Task list
• a. From the text on module servers, list every kind of research output that filled the gaps researchers previously couldn't fill in text.
• b. Continue the text on module servers after its last sentence.

Inspired by work dug up from the archives of Elsevier's research department, module servers were designed to be an elegant way to share a variety of outputs that composed research projects. Free-to-read, free-to-publish --- with purely researcher generated content.

These module servers were nothing more than a glorified repository, and yet they remained substantively different for one reason: Instead of relegating developments such as preregistrations and datasets as add-ons to digital paper, it put it front and center in the record.

It made whatever output you created, as a researcher, the output you would publish. At the start, we shared the sections of the paper as modules, but soon we started filling the gaps we previously couldn't in text.

Videos of lab protocols.

3D models of the hardware we custom designed and 3D printed.

Transcripts of the interviews. Datasets collected. Processing pipelines. Revisions of the writing.

On its own, that would not be enough. It would be a mess. Modules all over the place without context.

That's how it started - one big heaping mess. One module server had introduced a phone app, leading to people publishing modules with pictures of birds, mobile pH meters, and other fieldwork, including stool sample documentation.

At least, everybody got to author their work in their language, regardless of title, status, or type of output --- even if difficult to curate still.

But these module servers missed context - papers did all the lifting in one place. They set the stage, reviewed previous work, and held your hand through the new work. Module servers ended up as a hodgepodge of disparate pieces of research - much like the repositories of the early days [figshare, Zenodo].

It was when one module server introduced connections between the modules, that things started falling into place. Not only was the complete record of modules there for everybody to see, the order of events for any given module as well.

Breadcrumbs, so to speak.

Hodgepodge made way for organisation - breadcrumbs helped find the context needed.

Data
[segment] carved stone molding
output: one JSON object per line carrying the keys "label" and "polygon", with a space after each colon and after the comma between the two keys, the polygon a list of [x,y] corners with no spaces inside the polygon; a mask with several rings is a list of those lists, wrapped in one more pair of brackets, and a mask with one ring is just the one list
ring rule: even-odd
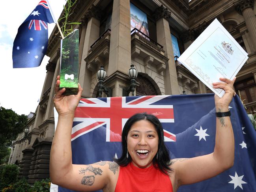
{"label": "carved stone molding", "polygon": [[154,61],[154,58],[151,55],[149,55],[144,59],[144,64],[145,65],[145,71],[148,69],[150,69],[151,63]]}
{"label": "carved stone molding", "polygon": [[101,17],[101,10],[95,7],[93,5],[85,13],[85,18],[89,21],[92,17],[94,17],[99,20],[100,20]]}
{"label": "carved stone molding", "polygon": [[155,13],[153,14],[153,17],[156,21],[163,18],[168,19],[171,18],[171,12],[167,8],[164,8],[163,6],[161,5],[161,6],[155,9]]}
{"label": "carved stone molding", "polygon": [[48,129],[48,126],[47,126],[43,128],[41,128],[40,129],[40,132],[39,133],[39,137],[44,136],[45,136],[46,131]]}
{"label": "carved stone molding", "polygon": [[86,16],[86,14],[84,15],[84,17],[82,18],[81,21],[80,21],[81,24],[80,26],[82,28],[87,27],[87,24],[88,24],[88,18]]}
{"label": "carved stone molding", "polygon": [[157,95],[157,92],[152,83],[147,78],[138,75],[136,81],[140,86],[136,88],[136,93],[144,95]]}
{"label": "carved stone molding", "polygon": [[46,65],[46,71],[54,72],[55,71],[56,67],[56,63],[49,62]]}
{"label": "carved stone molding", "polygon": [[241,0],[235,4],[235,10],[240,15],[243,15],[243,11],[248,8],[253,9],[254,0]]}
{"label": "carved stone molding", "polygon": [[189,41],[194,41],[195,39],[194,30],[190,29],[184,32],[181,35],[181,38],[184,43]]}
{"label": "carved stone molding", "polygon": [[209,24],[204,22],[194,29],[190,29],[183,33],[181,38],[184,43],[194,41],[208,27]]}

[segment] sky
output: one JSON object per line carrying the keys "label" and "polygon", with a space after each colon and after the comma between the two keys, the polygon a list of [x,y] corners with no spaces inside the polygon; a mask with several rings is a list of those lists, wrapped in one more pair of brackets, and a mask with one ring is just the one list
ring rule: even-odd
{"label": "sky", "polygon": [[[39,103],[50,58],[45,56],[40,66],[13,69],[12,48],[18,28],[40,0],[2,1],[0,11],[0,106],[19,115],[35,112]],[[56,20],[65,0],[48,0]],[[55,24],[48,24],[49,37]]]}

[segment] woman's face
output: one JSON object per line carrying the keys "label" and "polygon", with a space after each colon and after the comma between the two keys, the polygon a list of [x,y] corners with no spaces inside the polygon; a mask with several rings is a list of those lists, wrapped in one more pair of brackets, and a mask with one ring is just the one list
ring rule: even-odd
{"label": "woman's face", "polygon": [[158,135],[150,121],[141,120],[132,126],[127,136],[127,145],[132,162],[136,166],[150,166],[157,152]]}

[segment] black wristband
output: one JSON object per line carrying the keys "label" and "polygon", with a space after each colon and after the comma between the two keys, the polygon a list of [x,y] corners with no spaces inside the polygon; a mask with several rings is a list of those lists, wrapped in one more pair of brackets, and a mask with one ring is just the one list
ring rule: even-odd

Answers given
• a.
Videos of lab protocols
3D models of the custom-designed, 3D-printed hardware
Transcripts of the interviews
Datasets collected
Processing pipelines
Revisions of the writing

• b.
If there was no breadcrumb at all, it was clear - take this module with many grains of salt. It has no context.

If it was deeply interconnected, that gave confidence and ways to inspect the provenance. Where exactly do these data come from?- where does this result come from?

The connections and lines between them started looking like the maps you see at underground stations - various lines to be traced back to various destinations, with some stations being hubs in the network. It would get so complicated, people started making actual maps. Some even considered them for their CV, as a snapshot of their work.

But there was an unexpected benefit - deduplication. There was no time to waste, and duplicated words or resources were the worst.

A theory needed to be published once, and all the subsequent hypotheses linked to that same theory. No more duplicate publishing of the same information, if nothing changed.

Replications became incentivized and cost-effective - breadcrumbs meant that replications made the original methods more heavily connected and that the methods didn't need to be restated. All with proper lines of provenance and contributorship, potentially between people who never realised they contributed to the same line of research.

In the summer of 2036, when the trees burned across the world, the module servers had their pandemic moment. They became well known, although not household knowledge, when the fires got out of control in so many places, that air quality became a daily factor for moving around, doing menial things like groceries.

Citizen scientists used their phones to create the largest air quality dataset ever constructed. A simple attachment for the phone, 3D printed based on previously validated designs published as a module just a few weeks ago, measured air quality every minute and published each data point. Thousands of people around the world participated in this citizen sensing, going outdoors like the peak days of Pokemon Go.

Automated data analysis pipelines helped pinpoint areas where it would be unsafe to go out in a few hours - a meteorological service of air quality, all based on research done just a few minutes before.

People built on these and many other research modules, with whatever value people saw, because there's a world to win, and no time to waste.